WORK TASK:
Return every entry exactly. Leave nothing out.

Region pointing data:
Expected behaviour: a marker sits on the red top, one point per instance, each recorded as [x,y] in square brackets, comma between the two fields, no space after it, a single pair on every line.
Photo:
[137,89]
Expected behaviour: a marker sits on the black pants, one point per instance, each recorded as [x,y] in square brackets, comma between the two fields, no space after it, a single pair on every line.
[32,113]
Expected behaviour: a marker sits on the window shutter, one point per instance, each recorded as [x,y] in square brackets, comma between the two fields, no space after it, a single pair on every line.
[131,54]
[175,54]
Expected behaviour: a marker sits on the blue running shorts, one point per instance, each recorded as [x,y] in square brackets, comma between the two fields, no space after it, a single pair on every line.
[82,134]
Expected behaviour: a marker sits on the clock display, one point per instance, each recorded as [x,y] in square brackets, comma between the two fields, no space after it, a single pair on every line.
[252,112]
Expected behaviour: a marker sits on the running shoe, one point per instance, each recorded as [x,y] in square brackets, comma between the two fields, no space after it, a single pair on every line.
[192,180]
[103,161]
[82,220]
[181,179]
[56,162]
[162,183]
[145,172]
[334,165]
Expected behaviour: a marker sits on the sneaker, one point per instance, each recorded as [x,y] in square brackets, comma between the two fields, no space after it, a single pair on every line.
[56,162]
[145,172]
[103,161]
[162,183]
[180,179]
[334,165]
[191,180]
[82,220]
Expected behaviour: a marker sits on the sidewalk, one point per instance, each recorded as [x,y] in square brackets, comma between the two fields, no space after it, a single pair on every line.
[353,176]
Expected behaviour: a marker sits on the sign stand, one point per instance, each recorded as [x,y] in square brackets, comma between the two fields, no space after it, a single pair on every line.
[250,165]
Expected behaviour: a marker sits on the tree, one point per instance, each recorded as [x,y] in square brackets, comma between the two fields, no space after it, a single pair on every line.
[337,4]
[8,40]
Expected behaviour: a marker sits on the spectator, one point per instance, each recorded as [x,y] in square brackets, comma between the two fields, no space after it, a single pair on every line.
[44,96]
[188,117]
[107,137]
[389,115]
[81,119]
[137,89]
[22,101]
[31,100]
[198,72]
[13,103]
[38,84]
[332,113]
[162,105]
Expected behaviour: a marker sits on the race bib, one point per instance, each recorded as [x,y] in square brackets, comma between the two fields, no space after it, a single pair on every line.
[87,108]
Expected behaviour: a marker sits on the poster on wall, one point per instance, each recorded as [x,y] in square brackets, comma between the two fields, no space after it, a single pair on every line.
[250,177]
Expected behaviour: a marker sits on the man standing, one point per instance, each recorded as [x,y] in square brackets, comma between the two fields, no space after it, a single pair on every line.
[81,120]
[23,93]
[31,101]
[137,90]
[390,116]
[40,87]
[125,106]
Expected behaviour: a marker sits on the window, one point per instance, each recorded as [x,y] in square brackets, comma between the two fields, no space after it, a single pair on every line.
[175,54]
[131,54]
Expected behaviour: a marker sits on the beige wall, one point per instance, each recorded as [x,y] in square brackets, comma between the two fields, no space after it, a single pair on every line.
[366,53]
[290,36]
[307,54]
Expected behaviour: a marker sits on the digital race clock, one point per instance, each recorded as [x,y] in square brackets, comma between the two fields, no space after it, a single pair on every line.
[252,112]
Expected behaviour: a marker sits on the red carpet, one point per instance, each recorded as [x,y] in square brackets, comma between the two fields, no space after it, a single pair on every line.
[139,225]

RESULT OF THE EXERCISE:
Expected behaviour: a marker sits on the red top, one point per instance, each recorded as [x,y] in square brackets, comma between the two fields, no space after it, a single pair on every line.
Photo:
[137,89]
Expected behaviour: a marker sits on the black pants, one point per instance, each recorded as [x,y] in square brackets, comma between the two fields, no space after it, a single pair on every line.
[32,113]
Expected behaviour: a marker sits on the window shutter, one point per instance, each recorded as [x,y] in square brackets, comma between the two fields, no space after it, a single pair on every line.
[131,54]
[175,54]
Expected behaviour: a marker sits on the blue running shorts, one point per instance, each recorded as [x,y] in square brackets, comma between the two fields, no space after it, a single pair on every line.
[82,134]
Expected behaviour: a marker sits on the clock display, one point per instance, each recorded as [x,y] in square brackets, comma between the two fields, no space after it, a single pair on every line.
[252,112]
Expected behaviour: a marker sits on the running shoe, one point per instance, each recorded as [x,y] in square brackets, comma between the two fields, no space after it, a single pair on every line.
[192,180]
[103,161]
[82,220]
[181,179]
[56,162]
[162,183]
[145,172]
[334,165]
Expected behaviour: a marker sits on the sneaker, one point per instance, each recorded as [x,y] in square brackets, comma between the two fields, no space after it, a single pair on every line.
[56,162]
[145,172]
[103,161]
[162,183]
[180,179]
[334,165]
[191,180]
[82,220]
Expected behaviour: a marker sits on the sidewalk, one point per instance, each recorded as [x,y] in square brackets, comma between the two fields, no space after it, a single pair on every line.
[353,176]
Expected behaviour: a marker sits on the sign stand, one point per instance, each recorded as [x,y] in square brackets, comma between the two fields, no space after it, a single pair on every line.
[250,165]
Expected behaviour: a marker sits on the tree, one point per instance, each recorded as [x,y] in square brackets, comma between the two fields, no space after it, a single pair on every line.
[337,4]
[8,40]
Expected behaviour: a marker sits on the spectator, one point per instance, each recorded as [x,y] in square brackets, comma between the two fields, no space after it, a single pair on every line.
[44,96]
[188,117]
[107,137]
[389,115]
[81,119]
[137,89]
[22,101]
[31,100]
[198,72]
[13,103]
[38,84]
[332,113]
[162,105]
Expected behaviour: a marker sits on the race bib, one point per instance, each recorded as [x,y] in square brackets, comma between the two fields, no space after it, a single pair on every line.
[87,108]
Expected behaviour: a marker sits on the poster on wall, one point per instance, each recorded as [x,y] in square brackets, comma between the two fields, no space after it, a single pair on every line.
[250,177]
Expected behaviour: a marker sits on the man standing, one point per instance, each recorded as [x,y] in square brackets, comma between the two fields, no space after it, a single pair on every line.
[81,120]
[23,93]
[31,101]
[137,90]
[390,116]
[40,87]
[125,106]
Expected behaviour: a marker sits on the window, one point per instance, each recorded as [x,y] in square brackets, comma between the two fields, no space after it, a single pair on every line.
[175,54]
[131,54]
Expected behaviour: a marker sits on the beige wall, one point per instance, each recorded as [x,y] in square brackets, comma between the two fields, no space after it, a single pair on every line.
[366,53]
[290,36]
[307,54]
Expected behaviour: a marker sits on the digital race clock, one point per instance, each recorded as [x,y] in square brackets, comma between the two fields, no space after it, a single pair on every line.
[252,112]
Expected behaviour: a marker sits on the red carpet, one point per instance, each recorded as [x,y] in square brackets, comma between the two fields, no space after it, a single pair on every line.
[139,225]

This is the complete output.